Work required:
Write out word for word each line from the one containing "One point goes on each instance of the bright" through the close of the listing, including both ends. Pictures do not belong in the copy.

Rows:
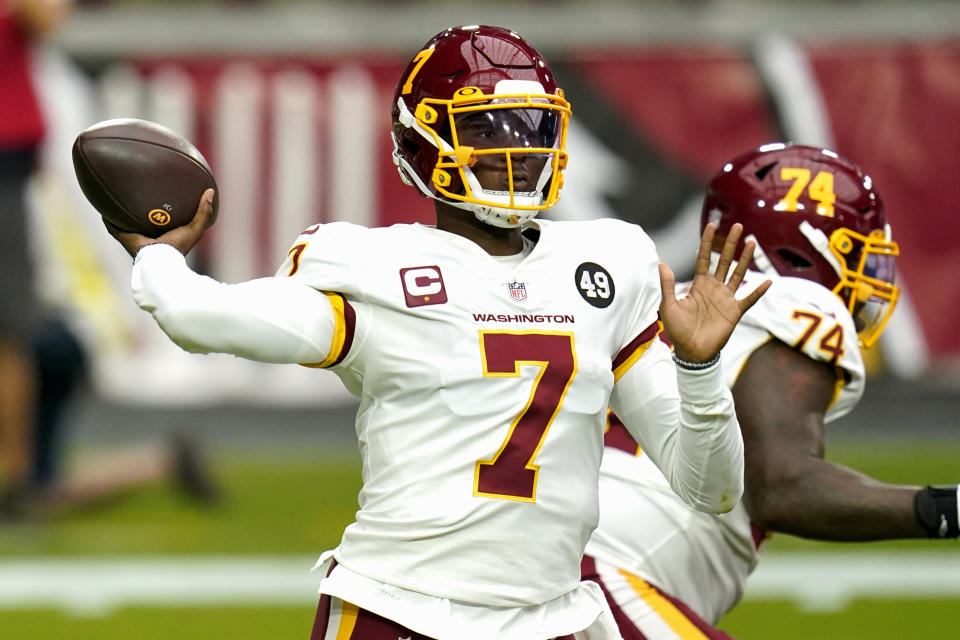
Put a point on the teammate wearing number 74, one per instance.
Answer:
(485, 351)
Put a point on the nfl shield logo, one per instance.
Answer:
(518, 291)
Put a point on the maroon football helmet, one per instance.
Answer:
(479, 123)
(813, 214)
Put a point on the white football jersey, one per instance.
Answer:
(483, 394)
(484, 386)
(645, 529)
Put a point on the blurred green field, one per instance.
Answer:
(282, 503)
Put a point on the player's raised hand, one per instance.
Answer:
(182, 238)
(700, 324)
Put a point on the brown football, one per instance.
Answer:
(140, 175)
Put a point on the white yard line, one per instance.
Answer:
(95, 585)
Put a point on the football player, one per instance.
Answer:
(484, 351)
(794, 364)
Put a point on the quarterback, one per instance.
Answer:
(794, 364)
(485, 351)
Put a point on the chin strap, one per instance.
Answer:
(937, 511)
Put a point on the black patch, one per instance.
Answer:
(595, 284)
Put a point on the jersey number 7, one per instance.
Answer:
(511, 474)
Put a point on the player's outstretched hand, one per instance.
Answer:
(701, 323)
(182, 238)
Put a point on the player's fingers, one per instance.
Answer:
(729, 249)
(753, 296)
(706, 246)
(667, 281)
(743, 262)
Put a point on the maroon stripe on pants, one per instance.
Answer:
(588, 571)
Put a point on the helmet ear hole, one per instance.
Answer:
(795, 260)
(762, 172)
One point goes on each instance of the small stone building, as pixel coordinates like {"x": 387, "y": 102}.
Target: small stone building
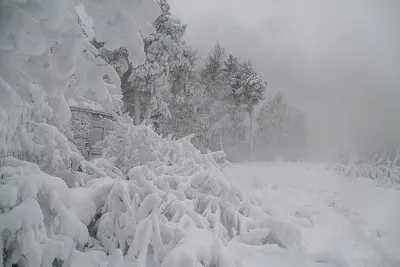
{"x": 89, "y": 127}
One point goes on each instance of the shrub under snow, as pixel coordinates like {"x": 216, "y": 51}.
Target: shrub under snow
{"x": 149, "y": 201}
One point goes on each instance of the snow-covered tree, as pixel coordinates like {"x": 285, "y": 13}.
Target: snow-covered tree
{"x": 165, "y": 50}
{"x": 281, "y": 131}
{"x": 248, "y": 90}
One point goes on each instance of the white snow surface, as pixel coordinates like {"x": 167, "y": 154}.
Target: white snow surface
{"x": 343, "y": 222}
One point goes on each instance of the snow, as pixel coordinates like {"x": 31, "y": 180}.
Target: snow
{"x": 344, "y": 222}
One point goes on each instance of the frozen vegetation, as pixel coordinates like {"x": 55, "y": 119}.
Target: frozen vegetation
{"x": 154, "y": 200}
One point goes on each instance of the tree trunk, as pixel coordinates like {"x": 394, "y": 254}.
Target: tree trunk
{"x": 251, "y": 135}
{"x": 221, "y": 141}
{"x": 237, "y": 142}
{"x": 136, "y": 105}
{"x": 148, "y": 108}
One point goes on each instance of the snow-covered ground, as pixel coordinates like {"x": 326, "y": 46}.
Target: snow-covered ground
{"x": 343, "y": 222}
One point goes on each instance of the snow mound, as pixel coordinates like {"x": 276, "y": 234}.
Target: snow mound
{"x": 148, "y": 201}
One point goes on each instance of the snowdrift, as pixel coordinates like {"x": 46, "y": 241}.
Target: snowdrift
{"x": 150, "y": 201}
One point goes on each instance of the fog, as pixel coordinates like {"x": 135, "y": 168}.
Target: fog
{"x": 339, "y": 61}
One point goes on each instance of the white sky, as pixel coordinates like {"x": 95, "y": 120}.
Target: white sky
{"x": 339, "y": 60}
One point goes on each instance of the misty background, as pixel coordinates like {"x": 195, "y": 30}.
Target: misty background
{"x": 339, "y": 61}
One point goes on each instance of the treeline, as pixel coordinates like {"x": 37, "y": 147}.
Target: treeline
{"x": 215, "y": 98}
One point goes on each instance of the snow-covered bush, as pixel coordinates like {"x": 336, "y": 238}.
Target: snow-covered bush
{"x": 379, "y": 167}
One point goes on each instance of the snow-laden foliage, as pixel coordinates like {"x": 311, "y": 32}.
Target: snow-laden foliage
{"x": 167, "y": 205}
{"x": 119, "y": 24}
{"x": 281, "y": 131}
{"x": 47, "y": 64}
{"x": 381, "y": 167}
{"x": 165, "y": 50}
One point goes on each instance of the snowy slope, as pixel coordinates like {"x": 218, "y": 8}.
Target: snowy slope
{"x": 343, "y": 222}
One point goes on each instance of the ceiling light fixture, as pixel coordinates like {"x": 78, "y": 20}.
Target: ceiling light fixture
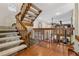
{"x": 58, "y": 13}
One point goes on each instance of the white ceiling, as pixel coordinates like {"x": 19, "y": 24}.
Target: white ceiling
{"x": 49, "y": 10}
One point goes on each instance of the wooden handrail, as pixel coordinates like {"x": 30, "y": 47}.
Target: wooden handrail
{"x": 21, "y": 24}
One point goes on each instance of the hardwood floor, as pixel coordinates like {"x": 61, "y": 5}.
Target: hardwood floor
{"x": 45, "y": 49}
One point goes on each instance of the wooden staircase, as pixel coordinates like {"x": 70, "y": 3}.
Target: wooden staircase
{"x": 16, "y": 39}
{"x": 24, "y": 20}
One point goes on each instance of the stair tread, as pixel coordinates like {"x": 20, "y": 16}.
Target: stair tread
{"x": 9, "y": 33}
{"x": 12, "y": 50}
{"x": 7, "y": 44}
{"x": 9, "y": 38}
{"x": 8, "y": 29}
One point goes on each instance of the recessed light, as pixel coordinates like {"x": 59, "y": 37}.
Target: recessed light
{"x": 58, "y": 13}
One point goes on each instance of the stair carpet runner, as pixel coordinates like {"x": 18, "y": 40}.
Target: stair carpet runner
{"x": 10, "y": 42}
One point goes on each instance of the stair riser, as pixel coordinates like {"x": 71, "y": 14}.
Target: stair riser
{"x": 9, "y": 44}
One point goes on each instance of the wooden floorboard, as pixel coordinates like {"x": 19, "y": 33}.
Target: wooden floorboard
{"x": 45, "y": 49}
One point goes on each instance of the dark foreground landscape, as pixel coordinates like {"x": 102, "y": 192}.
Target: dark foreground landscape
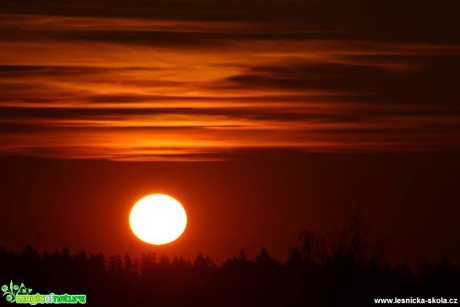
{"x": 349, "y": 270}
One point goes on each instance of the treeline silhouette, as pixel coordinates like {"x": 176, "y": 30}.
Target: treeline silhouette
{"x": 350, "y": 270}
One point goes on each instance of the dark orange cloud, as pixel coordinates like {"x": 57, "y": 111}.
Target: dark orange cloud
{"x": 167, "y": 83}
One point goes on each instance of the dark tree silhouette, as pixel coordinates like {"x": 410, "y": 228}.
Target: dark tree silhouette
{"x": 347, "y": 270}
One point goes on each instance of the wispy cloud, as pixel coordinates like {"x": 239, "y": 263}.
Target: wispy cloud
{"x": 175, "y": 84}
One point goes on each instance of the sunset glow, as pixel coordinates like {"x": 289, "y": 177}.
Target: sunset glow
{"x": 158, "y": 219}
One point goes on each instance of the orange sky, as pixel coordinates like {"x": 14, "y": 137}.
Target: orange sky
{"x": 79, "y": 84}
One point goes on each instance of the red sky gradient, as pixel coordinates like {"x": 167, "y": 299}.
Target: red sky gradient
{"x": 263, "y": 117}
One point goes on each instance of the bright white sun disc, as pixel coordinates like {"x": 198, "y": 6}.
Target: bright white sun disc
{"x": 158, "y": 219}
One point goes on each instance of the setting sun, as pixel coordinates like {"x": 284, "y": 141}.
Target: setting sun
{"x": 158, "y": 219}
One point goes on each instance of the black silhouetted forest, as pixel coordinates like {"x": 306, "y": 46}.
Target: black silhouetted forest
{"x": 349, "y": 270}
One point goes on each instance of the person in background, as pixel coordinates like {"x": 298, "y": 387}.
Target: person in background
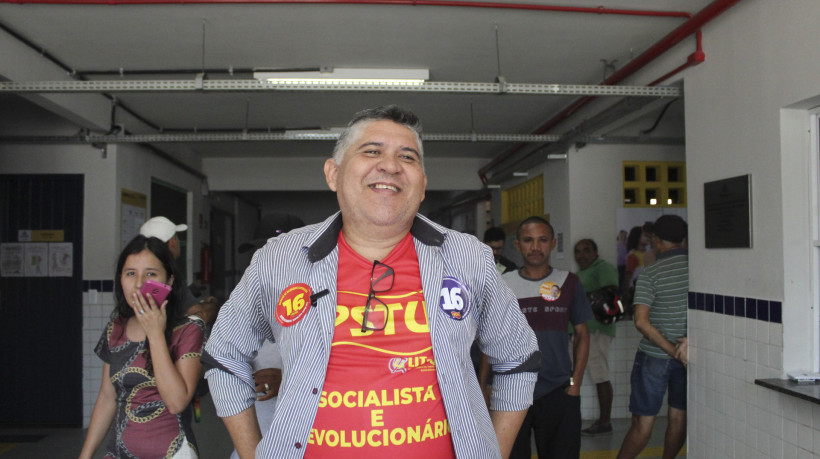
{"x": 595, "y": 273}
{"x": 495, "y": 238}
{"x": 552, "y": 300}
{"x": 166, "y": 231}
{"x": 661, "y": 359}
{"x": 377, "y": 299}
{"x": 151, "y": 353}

Answer to the exercise:
One point goes on each instance of the bright white sun disc, as pixel coordinates like {"x": 198, "y": 6}.
Target: bright white sun disc
{"x": 158, "y": 219}
One point goes on each instance of the setting sun, as pixel coordinates like {"x": 284, "y": 141}.
Target: setting sun
{"x": 158, "y": 219}
One point goes on each instance of the black silhouetted forest, as pixel coordinates like {"x": 306, "y": 46}.
Target: black silhouetted forest
{"x": 349, "y": 270}
One point goes on each instance of the person in background, as pixel coordinates like {"x": 298, "y": 387}.
Target: person in background
{"x": 595, "y": 273}
{"x": 495, "y": 238}
{"x": 552, "y": 300}
{"x": 166, "y": 231}
{"x": 661, "y": 359}
{"x": 377, "y": 299}
{"x": 151, "y": 353}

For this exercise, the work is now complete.